[Data records]
────
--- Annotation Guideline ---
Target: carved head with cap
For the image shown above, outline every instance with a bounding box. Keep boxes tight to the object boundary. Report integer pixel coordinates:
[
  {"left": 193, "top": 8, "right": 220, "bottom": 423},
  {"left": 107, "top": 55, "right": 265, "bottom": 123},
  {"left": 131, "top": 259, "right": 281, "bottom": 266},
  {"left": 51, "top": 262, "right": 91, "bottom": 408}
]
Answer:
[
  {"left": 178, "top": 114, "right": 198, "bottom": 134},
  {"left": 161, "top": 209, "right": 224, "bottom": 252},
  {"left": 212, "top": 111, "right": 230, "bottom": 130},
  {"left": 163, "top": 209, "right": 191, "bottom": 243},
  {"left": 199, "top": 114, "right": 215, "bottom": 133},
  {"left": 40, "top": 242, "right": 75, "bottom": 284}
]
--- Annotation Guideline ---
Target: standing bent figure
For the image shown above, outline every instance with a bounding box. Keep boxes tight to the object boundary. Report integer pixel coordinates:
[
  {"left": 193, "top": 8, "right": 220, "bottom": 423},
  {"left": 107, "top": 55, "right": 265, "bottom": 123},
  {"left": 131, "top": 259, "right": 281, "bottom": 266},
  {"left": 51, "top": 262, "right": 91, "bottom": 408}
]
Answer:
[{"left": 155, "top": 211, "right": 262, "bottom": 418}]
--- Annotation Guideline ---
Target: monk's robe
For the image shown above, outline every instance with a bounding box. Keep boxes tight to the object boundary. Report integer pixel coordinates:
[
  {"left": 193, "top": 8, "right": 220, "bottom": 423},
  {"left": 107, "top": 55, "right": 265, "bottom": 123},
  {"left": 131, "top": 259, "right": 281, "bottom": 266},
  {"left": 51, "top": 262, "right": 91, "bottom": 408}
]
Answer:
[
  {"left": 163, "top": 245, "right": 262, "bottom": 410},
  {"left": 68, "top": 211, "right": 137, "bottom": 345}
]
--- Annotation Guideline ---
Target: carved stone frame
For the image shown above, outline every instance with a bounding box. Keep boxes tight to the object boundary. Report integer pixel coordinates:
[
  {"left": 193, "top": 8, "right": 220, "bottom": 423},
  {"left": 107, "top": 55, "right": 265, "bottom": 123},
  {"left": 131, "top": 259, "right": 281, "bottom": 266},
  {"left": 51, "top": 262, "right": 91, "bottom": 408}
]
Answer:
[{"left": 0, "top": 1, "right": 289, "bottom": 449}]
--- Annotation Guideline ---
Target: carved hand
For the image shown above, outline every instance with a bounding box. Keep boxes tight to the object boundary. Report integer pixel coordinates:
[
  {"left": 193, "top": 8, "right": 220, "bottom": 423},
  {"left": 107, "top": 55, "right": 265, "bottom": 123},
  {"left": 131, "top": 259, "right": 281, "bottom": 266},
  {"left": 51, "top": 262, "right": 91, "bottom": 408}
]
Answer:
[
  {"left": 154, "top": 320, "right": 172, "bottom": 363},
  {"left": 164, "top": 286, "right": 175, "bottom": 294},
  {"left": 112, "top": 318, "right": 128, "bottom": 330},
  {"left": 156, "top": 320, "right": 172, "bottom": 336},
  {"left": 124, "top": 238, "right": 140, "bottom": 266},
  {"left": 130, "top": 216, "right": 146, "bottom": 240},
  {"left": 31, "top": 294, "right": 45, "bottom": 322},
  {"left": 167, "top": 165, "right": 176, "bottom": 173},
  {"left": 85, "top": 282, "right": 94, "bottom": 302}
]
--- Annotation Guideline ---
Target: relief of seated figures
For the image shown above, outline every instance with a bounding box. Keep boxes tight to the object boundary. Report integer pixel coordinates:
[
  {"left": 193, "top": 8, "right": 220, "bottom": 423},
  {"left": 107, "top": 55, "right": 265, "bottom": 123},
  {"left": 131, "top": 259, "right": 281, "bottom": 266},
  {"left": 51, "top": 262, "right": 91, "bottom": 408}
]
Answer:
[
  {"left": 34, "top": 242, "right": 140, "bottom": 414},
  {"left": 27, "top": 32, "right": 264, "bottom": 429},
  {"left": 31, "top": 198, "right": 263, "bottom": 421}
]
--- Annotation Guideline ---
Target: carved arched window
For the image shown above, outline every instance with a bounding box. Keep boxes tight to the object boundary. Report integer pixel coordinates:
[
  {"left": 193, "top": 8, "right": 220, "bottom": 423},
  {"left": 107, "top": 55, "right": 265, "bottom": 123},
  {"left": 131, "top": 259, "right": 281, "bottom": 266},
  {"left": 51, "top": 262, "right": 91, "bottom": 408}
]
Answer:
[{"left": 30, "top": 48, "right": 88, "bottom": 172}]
────
▶ [What you have to do] The records above must be transcribed without a single omission.

▶ [Solution for this exercise]
--- Annotation Guideline ---
Target: carved head with cap
For the image shown above, outline every instance with a bounding box. Keep boxes tight to the object boundary. Report integer pixel coordinates:
[
  {"left": 193, "top": 8, "right": 220, "bottom": 423},
  {"left": 107, "top": 55, "right": 265, "bottom": 123},
  {"left": 131, "top": 259, "right": 281, "bottom": 266},
  {"left": 51, "top": 262, "right": 91, "bottom": 408}
]
Answer:
[
  {"left": 178, "top": 114, "right": 198, "bottom": 134},
  {"left": 161, "top": 209, "right": 224, "bottom": 252},
  {"left": 212, "top": 111, "right": 230, "bottom": 130},
  {"left": 163, "top": 209, "right": 191, "bottom": 243},
  {"left": 199, "top": 114, "right": 215, "bottom": 133},
  {"left": 40, "top": 242, "right": 75, "bottom": 284}
]
--- Annotation Guideline ---
Target: standing bent figure
For the image shown above, outline every instance with a bounding box. Keep boxes tight to the object boundary. Report integer pixel coordinates:
[
  {"left": 193, "top": 8, "right": 220, "bottom": 423},
  {"left": 107, "top": 55, "right": 265, "bottom": 123},
  {"left": 131, "top": 259, "right": 281, "bottom": 266},
  {"left": 51, "top": 262, "right": 91, "bottom": 408}
]
Answer:
[{"left": 155, "top": 211, "right": 262, "bottom": 418}]
--- Annotation Guideline ---
Target: monk's robe
For the image shown above, outline every instance with a bounding box. Keep boxes tight to the object boundary. Report integer pixel coordinates:
[
  {"left": 193, "top": 8, "right": 220, "bottom": 423},
  {"left": 107, "top": 55, "right": 265, "bottom": 123},
  {"left": 131, "top": 259, "right": 281, "bottom": 266},
  {"left": 51, "top": 262, "right": 91, "bottom": 408}
]
Answer:
[
  {"left": 163, "top": 245, "right": 262, "bottom": 410},
  {"left": 68, "top": 211, "right": 137, "bottom": 345}
]
--- Annotation Guideline ---
Target: carved stone frame
For the image shown above, outline every instance with a bounding box. Keep boxes tight to the object boundary. Report integer pixel coordinates:
[
  {"left": 193, "top": 8, "right": 220, "bottom": 423},
  {"left": 107, "top": 55, "right": 265, "bottom": 123},
  {"left": 131, "top": 259, "right": 281, "bottom": 266},
  {"left": 51, "top": 262, "right": 91, "bottom": 408}
]
Answer:
[{"left": 0, "top": 1, "right": 289, "bottom": 449}]
--- Annotation Guideline ---
Target: carved hand
For the image shown above, outline every instance with a bounding box. Keep boxes tight to the object boundary. Report integer pixel coordinates:
[
  {"left": 193, "top": 8, "right": 220, "bottom": 423},
  {"left": 107, "top": 55, "right": 265, "bottom": 123},
  {"left": 131, "top": 259, "right": 281, "bottom": 266},
  {"left": 51, "top": 262, "right": 91, "bottom": 408}
]
Answer:
[
  {"left": 154, "top": 320, "right": 172, "bottom": 363},
  {"left": 164, "top": 286, "right": 175, "bottom": 294},
  {"left": 112, "top": 318, "right": 128, "bottom": 330},
  {"left": 156, "top": 320, "right": 172, "bottom": 336},
  {"left": 124, "top": 238, "right": 140, "bottom": 266},
  {"left": 130, "top": 216, "right": 146, "bottom": 240},
  {"left": 31, "top": 294, "right": 45, "bottom": 322},
  {"left": 167, "top": 165, "right": 176, "bottom": 173},
  {"left": 85, "top": 282, "right": 94, "bottom": 302}
]
--- Annotation Guideline ---
Target: relief of seated figures
For the image shown above, outline every instance with a bounding box. Keep boxes tight to the object boundary. Report integer pixel coordinates:
[
  {"left": 193, "top": 8, "right": 220, "bottom": 423},
  {"left": 107, "top": 55, "right": 265, "bottom": 123},
  {"left": 131, "top": 259, "right": 281, "bottom": 266},
  {"left": 51, "top": 262, "right": 91, "bottom": 408}
]
Answer:
[
  {"left": 34, "top": 242, "right": 140, "bottom": 414},
  {"left": 27, "top": 32, "right": 264, "bottom": 429},
  {"left": 31, "top": 198, "right": 263, "bottom": 421}
]
--- Annotation Guideline ---
Target: carved arched window
For the image shown above, outline every instance with a bounding box. Keep boxes tight to the object boundary. Report integer pixel coordinates:
[
  {"left": 193, "top": 8, "right": 220, "bottom": 423},
  {"left": 107, "top": 55, "right": 265, "bottom": 123},
  {"left": 131, "top": 259, "right": 281, "bottom": 266},
  {"left": 51, "top": 262, "right": 91, "bottom": 408}
]
Answer:
[{"left": 30, "top": 48, "right": 88, "bottom": 172}]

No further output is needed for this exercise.